Board: ECS GeForce6100PM-M2
  CPU: AMD Athlon 64x2 dual core 4600+ 2,41 GHz
  RAM: 3,5 GB
 Grafikkarte: ATI Radeon HD 4650 - 1GB RAM
 OS: XP Pro, SP2

  Hoffe, das hilft.


----------



## Herbboy (27. September 2009)

sind denn alle treiber aktuell? board, grafik, sound? und windows? vlt. isses auch ein virenscanner schuld, manchmal sorgen die für probleme.


----------



## DaggettBeaver (27. September 2009)

Also, ich hab mal alles an Viren- und Spywareschutz deaktiviert, allerdings macht das offenbar keinen Unterschied. Übrigens muss ich nach einem missglückten Startversuch von DOOM 3 immer wieder den Computer neu starten, da DOOM 3 so kein weiters Mal irgendwie reagiert.

 Wegen der Treiber: Ich spiel grad F.E.A.R. und hab dabei keinerlei Probleme. Wie find ich denn raus, ob noch alle Treiber aktuell sind?


----------



## nikiburstr8x (27. September 2009)

habe das hier gefunden:



> *found DLL in pak file: E:\Doom3\base\game00.pk4/gamex86.dll
> copy gamex86.dll to E:\Doom3\base\gamex86.dll
> ********************
> ERROR: couldn't load game dynamic library*
> ...


 Quelle

 Einem User scheint's geholfen zu haben, give it a try! 

 Bei dir ist nur der Installationspfad anders, bitte beachten!

■ DATENAUSZUG:
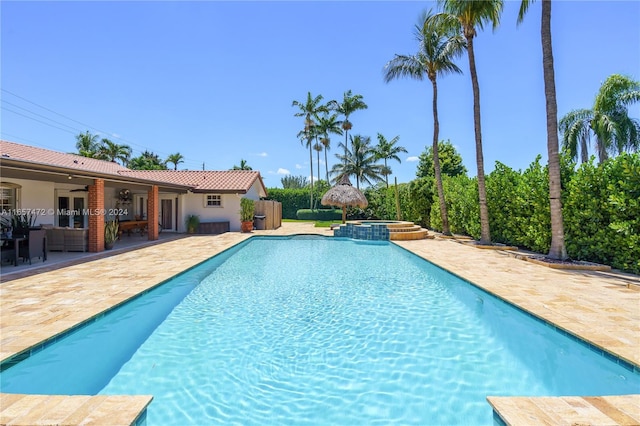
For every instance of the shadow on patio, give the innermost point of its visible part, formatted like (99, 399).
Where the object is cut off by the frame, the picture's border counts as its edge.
(58, 259)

■ AUFGABEN:
(a) Prüfen Sie, ob die folgenden Aussagen mit dem Forenthread zu DOOM 3 übereinstimmen, und antworten Sie jeweils mit Ja oder Nein samt den entscheidenden Worten des Threads als wörtlichem Zitat: (i) Als Betriebssystem wird XP Pro mit SP2 angegeben. (ii) Das Deaktivieren des Spywareschutzes hat am Problem etwas geändert. (iii) F.E.A.R. läuft ohne Schwierigkeiten.
(b) Greifen Sie den Forenthread zu DOOM 3 nach seinem letzten Satz auf und schreiben Sie ihn weiter.

■ ANTWORTEN:
(a)
(i) Ja: „OS: XP Pro, SP2“
(ii) Nein: „allerdings macht das offenbar keinen Unterschied“
(iii) Ja: „Ich spiel grad F.E.A.R. und hab dabei keinerlei Probleme.“

(b)
 Du musst also die gamex86.dll (von der CD / aus der pk4-Datei) in dieses Verzeichnis extrahieren:

*C:\Program Files\Doom 3\base\*


----------



## DaggettBeaver (27. September 2009)

Tja, die DLL _gamex86.dll_  ist aber in betreffendem Verzeichnis schon drin.


----------



## nikiburstr8x (27. September 2009)

DaggettBeaver schrieb:


> Tja, die DLL _gamex86.dll_ ist aber in betreffendem Verzeichnis schon drin.


   Du sollst sie ja auch überschreiben, afaik - die gamex86.dll ist möglicherweise defekt. Extrahiere die Datei aus der pk4-Datei und überschreib sie mit der alten.


----------



## DaggettBeaver (27. September 2009)

Hab ich gemacht   . Vielleicht gibt es mehrere davon, und ich hab die falsche erwischt...


----------



## nikiburstr8x (28. September 2009)

DaggettBeaver schrieb:


> Hab ich gemacht   . Vielleicht gibt es mehrere davon, und ich hab die falsche erwischt...


   Hmm ...  glaub ich nicht das es davon mehrere gibt - dann kann ich dir auch nur Google anbieten, da müsstest du dich durchackern, aber normalerweise müsste der Fehler zu beheben sein, da du eine präzise Fehlermeldung bekommst. Sofern du des Englischen mächtig bist, kannst du ja den von mir verlinkten Thread druchstöbern oder du schaust  >>hier<< mal nach, wobei das meiste auch englisch sein wird.


----------



## DaggettBeaver (28. September 2009)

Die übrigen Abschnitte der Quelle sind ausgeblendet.